PROBLEM = Copy out every line of the material below from the line holding "Mark every instance of the boy's ear" through the line holding "x=405, y=193", inclusive, and keep the lines that are not answers. Offset each coordinate in the answers by adding 15, and leave all other numbers unchanged.

DATA TO USE =
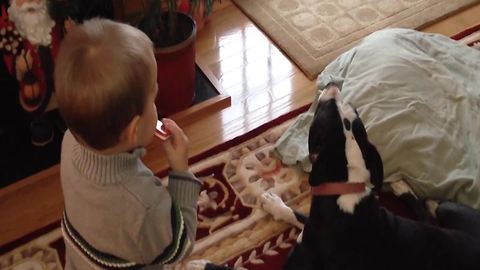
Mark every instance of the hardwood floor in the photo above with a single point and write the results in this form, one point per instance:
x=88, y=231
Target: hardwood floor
x=262, y=82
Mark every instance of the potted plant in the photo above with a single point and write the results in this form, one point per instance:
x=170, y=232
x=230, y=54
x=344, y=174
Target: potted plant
x=173, y=33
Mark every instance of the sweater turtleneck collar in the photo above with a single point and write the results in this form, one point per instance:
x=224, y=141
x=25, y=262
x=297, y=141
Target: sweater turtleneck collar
x=106, y=169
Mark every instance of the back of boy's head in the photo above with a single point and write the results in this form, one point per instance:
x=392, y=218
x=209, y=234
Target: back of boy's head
x=102, y=79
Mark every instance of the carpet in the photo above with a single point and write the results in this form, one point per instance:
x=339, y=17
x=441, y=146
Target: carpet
x=232, y=229
x=314, y=32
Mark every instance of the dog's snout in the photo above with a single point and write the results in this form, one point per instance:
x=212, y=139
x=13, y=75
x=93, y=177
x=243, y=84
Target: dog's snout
x=331, y=92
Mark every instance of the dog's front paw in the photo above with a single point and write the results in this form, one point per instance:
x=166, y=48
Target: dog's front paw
x=197, y=264
x=400, y=187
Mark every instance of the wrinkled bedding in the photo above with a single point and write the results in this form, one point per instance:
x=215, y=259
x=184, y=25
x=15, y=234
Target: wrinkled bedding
x=418, y=95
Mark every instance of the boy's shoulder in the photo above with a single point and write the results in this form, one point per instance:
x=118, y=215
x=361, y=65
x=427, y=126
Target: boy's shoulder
x=147, y=192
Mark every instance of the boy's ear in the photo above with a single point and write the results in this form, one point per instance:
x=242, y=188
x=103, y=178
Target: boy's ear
x=129, y=135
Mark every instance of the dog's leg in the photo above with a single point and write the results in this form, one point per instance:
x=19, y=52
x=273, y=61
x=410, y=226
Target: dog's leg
x=274, y=205
x=458, y=216
x=405, y=193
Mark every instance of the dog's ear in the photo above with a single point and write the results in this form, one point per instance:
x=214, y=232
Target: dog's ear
x=375, y=166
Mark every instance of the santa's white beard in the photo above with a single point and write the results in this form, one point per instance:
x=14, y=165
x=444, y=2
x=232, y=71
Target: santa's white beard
x=32, y=21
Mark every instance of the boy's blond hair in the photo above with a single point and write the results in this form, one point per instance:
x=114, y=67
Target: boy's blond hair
x=102, y=79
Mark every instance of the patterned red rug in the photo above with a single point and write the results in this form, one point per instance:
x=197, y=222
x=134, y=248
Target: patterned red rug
x=232, y=229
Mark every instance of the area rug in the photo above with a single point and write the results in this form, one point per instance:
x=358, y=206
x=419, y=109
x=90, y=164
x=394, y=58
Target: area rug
x=314, y=32
x=233, y=229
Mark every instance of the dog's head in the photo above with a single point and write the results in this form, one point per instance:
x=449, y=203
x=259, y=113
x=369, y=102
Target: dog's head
x=338, y=144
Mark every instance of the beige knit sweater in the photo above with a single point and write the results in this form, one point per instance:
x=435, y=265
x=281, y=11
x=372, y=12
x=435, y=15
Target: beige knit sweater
x=120, y=208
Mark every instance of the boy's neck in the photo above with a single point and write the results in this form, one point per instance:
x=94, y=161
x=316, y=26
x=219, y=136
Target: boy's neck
x=119, y=148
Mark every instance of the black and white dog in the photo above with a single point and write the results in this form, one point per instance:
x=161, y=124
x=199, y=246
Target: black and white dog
x=347, y=228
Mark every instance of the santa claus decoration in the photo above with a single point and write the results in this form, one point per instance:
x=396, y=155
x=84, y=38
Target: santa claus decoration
x=29, y=40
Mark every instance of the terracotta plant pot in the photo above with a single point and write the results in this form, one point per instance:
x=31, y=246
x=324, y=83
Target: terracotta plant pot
x=176, y=70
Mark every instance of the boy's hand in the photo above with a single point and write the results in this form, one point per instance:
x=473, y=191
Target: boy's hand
x=176, y=146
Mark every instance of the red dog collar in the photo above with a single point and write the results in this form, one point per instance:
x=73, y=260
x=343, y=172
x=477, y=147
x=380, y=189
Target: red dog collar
x=338, y=189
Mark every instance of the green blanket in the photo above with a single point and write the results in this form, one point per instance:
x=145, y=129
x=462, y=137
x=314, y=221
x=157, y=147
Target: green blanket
x=419, y=97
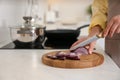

EXERCISE SOLUTION =
Mark every instance of the boy's ear in the photo above with a single point and write the results in this form, one point per instance:
x=242, y=188
x=103, y=178
Target: boy's ear
x=144, y=150
Mark every instance of the dog's leg in the photo above with a single point and write the results in this form, one point per instance:
x=19, y=52
x=273, y=61
x=410, y=226
Target: dog's leg
x=289, y=220
x=473, y=231
x=420, y=208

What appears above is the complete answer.